AIM OF THE TASK: Switch "fence post" to "fence pole" in the entries starting at the line containing "Phrase: tire" and ending at the last line of the entries. Reproduce only that span, with everything else unchanged.

━━━━━ DATA

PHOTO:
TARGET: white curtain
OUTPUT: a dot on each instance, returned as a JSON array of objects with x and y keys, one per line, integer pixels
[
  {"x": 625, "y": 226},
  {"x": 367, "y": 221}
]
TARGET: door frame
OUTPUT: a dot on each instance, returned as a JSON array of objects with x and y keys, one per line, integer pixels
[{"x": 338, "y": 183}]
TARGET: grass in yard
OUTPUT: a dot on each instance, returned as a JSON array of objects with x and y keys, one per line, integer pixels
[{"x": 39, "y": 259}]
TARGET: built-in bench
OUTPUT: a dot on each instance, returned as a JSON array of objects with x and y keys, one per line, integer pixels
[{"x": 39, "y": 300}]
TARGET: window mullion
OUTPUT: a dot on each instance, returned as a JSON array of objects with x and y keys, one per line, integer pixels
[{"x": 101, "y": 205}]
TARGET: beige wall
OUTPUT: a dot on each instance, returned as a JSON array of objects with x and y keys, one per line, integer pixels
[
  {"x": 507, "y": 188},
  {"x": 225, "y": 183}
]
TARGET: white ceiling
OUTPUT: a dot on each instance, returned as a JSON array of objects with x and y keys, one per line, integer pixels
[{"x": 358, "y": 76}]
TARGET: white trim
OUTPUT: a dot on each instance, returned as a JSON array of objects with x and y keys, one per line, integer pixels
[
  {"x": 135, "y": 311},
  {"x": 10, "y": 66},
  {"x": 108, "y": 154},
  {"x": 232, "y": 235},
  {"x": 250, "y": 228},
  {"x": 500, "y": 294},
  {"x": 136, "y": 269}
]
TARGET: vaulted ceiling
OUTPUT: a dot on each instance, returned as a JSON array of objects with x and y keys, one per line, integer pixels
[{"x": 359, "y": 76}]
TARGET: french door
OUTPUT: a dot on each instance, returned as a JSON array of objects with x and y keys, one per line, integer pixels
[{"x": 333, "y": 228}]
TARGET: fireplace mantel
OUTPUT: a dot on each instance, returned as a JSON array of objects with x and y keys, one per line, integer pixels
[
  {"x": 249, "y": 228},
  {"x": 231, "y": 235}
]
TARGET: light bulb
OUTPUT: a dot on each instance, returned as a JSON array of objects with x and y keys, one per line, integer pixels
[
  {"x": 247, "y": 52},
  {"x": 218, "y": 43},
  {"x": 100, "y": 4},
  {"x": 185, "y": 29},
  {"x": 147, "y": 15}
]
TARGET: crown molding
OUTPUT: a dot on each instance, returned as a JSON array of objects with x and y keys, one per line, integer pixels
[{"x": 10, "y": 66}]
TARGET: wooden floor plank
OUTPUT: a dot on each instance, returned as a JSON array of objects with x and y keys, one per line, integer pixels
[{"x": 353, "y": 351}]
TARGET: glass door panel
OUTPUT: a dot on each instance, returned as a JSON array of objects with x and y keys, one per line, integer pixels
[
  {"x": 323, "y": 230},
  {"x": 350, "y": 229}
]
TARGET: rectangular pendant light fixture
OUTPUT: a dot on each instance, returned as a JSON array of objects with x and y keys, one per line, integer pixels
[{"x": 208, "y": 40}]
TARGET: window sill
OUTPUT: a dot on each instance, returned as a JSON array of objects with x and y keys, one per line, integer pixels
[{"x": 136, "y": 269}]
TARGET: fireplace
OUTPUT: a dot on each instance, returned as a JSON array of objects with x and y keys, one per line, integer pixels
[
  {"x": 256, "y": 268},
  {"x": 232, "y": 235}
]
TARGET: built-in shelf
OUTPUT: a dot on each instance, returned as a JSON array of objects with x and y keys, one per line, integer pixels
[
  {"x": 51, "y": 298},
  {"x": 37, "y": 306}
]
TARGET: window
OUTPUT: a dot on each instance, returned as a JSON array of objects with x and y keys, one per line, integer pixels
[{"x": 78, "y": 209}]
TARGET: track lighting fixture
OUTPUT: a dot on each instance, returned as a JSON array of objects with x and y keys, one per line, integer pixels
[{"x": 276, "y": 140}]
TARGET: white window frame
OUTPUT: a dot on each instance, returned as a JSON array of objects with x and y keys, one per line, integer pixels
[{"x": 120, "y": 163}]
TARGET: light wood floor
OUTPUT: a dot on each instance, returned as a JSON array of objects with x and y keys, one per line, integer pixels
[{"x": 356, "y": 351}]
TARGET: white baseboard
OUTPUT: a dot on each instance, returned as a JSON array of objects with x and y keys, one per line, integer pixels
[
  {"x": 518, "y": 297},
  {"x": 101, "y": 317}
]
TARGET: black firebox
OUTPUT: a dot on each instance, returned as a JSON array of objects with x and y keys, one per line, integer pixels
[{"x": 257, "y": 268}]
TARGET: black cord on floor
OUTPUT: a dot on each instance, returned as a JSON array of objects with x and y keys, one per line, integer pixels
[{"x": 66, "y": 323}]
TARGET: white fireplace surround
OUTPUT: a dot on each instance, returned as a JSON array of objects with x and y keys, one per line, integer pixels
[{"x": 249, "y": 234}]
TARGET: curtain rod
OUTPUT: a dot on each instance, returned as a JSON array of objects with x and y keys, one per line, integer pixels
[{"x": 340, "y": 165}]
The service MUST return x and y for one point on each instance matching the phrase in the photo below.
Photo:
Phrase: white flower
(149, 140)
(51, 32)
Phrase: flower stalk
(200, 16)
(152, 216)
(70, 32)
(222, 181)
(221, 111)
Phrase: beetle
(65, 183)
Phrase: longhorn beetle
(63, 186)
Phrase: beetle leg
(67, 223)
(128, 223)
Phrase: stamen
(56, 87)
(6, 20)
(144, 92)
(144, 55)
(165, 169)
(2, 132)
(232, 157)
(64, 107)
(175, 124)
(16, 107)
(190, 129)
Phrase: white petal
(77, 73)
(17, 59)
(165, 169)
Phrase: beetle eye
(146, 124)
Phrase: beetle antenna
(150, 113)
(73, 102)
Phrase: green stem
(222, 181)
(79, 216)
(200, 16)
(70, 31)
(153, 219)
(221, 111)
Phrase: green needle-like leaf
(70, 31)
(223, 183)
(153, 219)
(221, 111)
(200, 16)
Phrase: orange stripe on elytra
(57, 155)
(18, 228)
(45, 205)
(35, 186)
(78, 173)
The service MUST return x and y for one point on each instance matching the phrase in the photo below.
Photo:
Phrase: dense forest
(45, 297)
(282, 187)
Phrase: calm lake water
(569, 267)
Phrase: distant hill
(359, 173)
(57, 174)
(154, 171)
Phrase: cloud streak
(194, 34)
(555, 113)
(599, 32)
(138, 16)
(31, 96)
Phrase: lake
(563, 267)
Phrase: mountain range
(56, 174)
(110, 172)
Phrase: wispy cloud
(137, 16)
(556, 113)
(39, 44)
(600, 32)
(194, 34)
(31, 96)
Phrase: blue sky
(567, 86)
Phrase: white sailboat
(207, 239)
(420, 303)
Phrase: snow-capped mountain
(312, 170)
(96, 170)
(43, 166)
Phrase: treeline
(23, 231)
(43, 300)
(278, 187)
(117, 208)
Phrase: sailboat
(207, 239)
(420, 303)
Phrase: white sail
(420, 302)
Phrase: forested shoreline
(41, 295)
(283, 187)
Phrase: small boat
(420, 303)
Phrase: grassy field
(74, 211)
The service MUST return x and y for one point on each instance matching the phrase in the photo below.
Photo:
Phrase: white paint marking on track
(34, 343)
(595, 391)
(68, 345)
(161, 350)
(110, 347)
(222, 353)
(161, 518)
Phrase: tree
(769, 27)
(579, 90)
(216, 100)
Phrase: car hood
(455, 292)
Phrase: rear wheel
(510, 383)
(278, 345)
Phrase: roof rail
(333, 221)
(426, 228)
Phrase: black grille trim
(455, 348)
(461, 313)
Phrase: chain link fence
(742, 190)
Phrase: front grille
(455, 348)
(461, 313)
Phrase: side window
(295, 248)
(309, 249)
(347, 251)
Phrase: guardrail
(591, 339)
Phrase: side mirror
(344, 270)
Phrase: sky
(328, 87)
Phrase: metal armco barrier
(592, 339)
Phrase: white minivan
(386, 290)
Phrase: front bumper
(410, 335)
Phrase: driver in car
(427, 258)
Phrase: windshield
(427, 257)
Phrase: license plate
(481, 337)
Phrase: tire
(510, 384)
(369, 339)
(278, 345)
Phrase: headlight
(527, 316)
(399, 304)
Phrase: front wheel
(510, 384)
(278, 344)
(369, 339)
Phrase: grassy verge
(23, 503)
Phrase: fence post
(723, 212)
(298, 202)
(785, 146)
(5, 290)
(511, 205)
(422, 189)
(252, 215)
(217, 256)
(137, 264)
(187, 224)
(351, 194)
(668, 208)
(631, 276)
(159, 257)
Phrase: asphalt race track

━━━━━━━━━━

CORRECT RESPONSE:
Phrase: tire
(510, 384)
(369, 339)
(278, 345)
Phrase: headlight
(527, 316)
(399, 304)
Phrase: front wheel
(510, 384)
(278, 344)
(369, 339)
Phrase: grassy verge
(23, 503)
Phrase: fence pole
(723, 212)
(298, 202)
(785, 146)
(5, 290)
(511, 205)
(422, 189)
(252, 215)
(217, 256)
(137, 264)
(187, 224)
(351, 194)
(668, 208)
(631, 276)
(159, 257)
Phrase: asphalt race track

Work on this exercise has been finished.